> [Exercise aim]: Output the part of the comment on country size from "I think size" up to and including "because why not!", copied word for word.

> [Selected extract]:
I think size is also what prevents countries too. Not enough people and not enough GDP? Well, some projects might take more than the country’s available capital.

Size isn’t everything: compare China to India.

I wish them luck, and success, because why not!

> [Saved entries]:
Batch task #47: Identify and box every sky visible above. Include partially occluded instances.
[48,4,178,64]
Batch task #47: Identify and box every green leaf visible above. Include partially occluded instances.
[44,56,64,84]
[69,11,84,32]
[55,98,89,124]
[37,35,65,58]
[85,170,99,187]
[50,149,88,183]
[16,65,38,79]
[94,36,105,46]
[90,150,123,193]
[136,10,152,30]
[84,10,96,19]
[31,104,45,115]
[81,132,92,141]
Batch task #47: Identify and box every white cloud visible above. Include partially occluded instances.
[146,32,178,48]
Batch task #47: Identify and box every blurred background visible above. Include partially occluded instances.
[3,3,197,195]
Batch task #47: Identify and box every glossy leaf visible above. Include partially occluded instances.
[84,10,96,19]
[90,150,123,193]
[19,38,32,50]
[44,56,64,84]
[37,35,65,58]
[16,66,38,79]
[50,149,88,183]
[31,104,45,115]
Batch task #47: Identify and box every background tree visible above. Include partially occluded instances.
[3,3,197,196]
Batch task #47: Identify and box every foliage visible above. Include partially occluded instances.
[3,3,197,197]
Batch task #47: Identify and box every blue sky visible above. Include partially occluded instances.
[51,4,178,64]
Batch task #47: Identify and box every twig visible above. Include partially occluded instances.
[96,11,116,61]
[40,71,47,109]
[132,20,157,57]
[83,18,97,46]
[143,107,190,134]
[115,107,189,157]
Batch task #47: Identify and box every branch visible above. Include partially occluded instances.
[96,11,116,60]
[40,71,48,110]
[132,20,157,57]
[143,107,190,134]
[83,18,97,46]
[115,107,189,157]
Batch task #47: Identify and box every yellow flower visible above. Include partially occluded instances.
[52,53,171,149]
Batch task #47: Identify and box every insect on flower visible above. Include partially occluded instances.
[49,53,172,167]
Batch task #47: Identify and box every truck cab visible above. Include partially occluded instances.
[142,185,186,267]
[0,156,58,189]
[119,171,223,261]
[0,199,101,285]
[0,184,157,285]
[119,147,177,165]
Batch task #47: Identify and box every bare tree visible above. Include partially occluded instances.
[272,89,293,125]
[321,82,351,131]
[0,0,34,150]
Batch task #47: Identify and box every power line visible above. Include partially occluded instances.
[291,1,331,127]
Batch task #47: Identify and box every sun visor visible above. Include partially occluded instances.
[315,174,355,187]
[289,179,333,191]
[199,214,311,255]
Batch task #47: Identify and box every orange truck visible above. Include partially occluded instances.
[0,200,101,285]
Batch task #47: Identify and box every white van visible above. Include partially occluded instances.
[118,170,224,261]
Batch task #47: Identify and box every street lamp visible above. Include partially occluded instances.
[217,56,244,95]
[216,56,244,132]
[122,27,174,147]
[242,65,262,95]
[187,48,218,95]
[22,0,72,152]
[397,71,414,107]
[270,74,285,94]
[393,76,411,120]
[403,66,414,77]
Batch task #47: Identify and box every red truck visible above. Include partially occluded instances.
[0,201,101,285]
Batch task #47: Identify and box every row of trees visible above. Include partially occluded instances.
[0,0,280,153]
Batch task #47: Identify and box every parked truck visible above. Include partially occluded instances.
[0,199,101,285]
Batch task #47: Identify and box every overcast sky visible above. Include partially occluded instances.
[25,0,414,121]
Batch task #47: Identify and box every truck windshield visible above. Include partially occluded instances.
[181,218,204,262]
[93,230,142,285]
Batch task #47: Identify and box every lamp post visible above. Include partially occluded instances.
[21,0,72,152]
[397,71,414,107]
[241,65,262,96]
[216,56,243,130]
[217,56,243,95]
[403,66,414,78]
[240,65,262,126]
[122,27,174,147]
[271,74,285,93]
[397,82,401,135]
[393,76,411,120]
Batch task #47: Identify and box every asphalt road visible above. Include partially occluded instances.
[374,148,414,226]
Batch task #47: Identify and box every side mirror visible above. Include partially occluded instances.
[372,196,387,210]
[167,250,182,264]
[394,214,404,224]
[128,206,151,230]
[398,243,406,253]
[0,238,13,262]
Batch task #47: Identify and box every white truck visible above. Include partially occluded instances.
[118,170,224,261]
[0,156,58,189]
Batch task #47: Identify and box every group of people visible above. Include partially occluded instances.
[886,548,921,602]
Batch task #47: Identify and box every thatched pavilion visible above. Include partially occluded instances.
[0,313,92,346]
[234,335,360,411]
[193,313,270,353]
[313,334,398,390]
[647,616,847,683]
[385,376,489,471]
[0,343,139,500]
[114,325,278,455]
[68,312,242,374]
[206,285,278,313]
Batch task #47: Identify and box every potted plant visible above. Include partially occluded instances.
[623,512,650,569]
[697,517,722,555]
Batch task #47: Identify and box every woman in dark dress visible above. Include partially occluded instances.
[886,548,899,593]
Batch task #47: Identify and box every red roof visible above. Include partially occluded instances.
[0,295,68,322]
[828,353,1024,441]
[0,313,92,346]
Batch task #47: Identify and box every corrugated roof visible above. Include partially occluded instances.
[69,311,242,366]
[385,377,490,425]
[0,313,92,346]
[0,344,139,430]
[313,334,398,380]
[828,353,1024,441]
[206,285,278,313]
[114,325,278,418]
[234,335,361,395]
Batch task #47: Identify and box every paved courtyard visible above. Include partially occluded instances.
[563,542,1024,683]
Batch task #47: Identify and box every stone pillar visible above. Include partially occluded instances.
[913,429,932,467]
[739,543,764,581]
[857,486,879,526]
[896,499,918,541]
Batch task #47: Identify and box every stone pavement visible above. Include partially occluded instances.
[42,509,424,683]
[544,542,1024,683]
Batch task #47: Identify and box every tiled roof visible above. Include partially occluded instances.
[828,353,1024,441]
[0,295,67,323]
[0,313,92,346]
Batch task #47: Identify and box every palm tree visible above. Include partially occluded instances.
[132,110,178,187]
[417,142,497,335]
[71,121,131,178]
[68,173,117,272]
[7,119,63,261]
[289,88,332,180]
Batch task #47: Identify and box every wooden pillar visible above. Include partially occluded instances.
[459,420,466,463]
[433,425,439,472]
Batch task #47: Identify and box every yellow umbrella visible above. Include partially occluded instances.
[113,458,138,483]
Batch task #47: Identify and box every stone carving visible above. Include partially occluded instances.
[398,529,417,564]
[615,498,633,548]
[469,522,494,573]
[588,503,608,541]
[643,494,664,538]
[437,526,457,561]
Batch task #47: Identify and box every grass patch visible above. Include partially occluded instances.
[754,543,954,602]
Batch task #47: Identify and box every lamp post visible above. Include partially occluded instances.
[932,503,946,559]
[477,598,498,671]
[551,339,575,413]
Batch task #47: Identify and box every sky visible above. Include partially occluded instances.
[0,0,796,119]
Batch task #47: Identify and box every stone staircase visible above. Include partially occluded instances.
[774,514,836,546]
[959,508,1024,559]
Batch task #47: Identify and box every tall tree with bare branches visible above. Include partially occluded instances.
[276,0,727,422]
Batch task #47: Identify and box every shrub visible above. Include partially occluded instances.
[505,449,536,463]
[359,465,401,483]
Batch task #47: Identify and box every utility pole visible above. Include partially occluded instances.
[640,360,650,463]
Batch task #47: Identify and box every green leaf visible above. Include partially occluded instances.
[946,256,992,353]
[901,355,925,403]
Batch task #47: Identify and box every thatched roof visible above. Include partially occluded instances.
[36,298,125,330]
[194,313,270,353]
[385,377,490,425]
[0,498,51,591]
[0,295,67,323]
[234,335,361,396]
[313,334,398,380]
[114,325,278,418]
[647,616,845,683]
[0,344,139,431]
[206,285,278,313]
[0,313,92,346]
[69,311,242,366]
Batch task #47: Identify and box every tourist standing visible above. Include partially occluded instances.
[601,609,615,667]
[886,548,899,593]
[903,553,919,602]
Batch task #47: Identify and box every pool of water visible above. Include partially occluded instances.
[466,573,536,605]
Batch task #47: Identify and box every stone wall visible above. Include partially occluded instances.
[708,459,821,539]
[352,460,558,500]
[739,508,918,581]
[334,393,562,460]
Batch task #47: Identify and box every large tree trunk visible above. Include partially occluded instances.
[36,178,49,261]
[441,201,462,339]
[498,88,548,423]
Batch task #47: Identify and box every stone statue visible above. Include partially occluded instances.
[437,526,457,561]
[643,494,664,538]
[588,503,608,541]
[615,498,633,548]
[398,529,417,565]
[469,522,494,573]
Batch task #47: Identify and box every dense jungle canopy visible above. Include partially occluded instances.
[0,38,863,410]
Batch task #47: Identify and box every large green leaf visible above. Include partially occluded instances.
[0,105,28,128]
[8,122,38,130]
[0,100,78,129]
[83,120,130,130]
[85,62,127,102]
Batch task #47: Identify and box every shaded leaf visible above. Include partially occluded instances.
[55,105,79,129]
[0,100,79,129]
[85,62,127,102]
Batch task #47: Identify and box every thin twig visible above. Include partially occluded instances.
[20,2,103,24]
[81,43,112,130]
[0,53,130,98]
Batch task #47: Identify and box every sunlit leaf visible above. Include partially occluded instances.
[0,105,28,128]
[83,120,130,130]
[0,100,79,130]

> [Task solution]:
I think size is also what prevents countries too. Not enough people and not enough GDP? Well, some projects might take more than the country’s available capital.

Size isn’t everything: compare China to India.

I wish them luck, and success, because why not!